Extracted material:
+===+
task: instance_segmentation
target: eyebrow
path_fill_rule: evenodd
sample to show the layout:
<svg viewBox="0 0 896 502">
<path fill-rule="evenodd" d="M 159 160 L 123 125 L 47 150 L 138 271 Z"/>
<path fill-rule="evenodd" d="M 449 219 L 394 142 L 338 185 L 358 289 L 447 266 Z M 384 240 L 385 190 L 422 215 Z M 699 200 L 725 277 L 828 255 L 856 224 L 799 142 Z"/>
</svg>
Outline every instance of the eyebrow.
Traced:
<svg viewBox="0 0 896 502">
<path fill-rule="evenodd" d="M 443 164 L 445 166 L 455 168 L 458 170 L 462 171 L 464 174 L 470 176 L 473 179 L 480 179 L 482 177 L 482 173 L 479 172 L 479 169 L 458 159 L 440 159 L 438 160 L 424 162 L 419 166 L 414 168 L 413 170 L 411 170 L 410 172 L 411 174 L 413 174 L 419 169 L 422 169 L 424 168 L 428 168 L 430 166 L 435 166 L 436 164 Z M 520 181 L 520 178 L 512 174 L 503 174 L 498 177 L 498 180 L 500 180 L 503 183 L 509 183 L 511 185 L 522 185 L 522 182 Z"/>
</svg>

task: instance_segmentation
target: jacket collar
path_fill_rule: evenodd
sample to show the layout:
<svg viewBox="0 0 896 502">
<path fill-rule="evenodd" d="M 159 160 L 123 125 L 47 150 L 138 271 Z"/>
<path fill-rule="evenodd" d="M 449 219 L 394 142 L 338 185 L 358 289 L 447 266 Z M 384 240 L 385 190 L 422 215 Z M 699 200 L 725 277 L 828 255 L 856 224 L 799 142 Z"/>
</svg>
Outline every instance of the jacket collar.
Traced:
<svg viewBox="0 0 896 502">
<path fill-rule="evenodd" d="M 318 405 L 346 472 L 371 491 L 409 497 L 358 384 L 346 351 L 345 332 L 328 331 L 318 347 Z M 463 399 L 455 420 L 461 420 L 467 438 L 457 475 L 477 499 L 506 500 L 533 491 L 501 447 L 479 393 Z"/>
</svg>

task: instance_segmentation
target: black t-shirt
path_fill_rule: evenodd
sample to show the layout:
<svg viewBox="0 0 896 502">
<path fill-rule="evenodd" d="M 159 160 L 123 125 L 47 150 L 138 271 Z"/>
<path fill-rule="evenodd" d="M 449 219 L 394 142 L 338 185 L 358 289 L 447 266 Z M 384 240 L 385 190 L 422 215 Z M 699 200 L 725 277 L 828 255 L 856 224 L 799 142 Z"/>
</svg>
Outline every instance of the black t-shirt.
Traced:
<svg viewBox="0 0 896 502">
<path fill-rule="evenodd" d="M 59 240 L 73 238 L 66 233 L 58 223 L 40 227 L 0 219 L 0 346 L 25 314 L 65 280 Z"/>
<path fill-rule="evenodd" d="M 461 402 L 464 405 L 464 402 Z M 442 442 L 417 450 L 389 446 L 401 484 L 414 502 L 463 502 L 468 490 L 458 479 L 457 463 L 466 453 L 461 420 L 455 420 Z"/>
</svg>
+===+
Written task:
Every line above should be written out again exactly as it stands.

Finished answer:
task: instance_segmentation
target: eyebrow
path_fill_rule: evenodd
sample to show the layout:
<svg viewBox="0 0 896 502">
<path fill-rule="evenodd" d="M 159 160 L 123 125 L 47 150 L 138 271 Z"/>
<path fill-rule="evenodd" d="M 449 219 L 394 142 L 338 185 L 358 289 L 447 266 Z M 384 240 L 385 190 L 422 215 Z M 699 200 L 725 277 L 828 255 L 856 224 L 799 142 Z"/>
</svg>
Outline every instance of the eyebrow.
Traced:
<svg viewBox="0 0 896 502">
<path fill-rule="evenodd" d="M 443 164 L 445 166 L 455 168 L 458 170 L 462 171 L 464 174 L 470 176 L 473 179 L 480 179 L 482 177 L 482 173 L 479 172 L 479 169 L 458 159 L 440 159 L 438 160 L 424 162 L 419 166 L 414 168 L 413 170 L 411 170 L 410 172 L 411 174 L 413 174 L 419 169 L 422 169 L 424 168 L 428 168 L 430 166 L 435 166 L 436 164 Z M 520 181 L 520 178 L 512 174 L 503 174 L 498 177 L 498 180 L 500 180 L 503 183 L 509 183 L 511 185 L 522 185 L 522 182 Z"/>
</svg>

task: instance_segmentation
target: jacket collar
path_fill_rule: evenodd
sample to show the layout:
<svg viewBox="0 0 896 502">
<path fill-rule="evenodd" d="M 159 160 L 123 125 L 47 150 L 138 271 Z"/>
<path fill-rule="evenodd" d="M 449 219 L 394 142 L 338 185 L 358 289 L 447 266 Z M 384 240 L 385 190 L 422 215 Z M 699 200 L 725 277 L 828 255 L 856 224 L 799 142 Z"/>
</svg>
Outline every instance of the jacket collar.
Traced:
<svg viewBox="0 0 896 502">
<path fill-rule="evenodd" d="M 318 405 L 346 472 L 371 491 L 409 497 L 358 384 L 346 351 L 345 332 L 328 331 L 318 347 Z M 463 399 L 455 420 L 461 420 L 467 438 L 457 475 L 477 499 L 506 500 L 533 491 L 501 447 L 479 393 Z"/>
</svg>

task: instance_segmentation
target: black t-shirt
path_fill_rule: evenodd
sample to show the layout:
<svg viewBox="0 0 896 502">
<path fill-rule="evenodd" d="M 159 160 L 123 125 L 47 150 L 138 271 Z"/>
<path fill-rule="evenodd" d="M 449 219 L 394 142 L 338 185 L 358 289 L 447 266 Z M 384 240 L 385 190 L 422 215 Z M 699 200 L 725 277 L 828 255 L 856 224 L 799 142 Z"/>
</svg>
Outline every instance of the black t-shirt.
Traced:
<svg viewBox="0 0 896 502">
<path fill-rule="evenodd" d="M 59 240 L 73 238 L 66 233 L 58 223 L 40 227 L 0 219 L 0 346 L 25 314 L 65 280 Z"/>
<path fill-rule="evenodd" d="M 461 402 L 464 405 L 464 402 Z M 442 442 L 417 450 L 389 446 L 401 484 L 414 502 L 463 502 L 468 490 L 458 479 L 457 463 L 466 453 L 461 420 L 455 420 Z"/>
</svg>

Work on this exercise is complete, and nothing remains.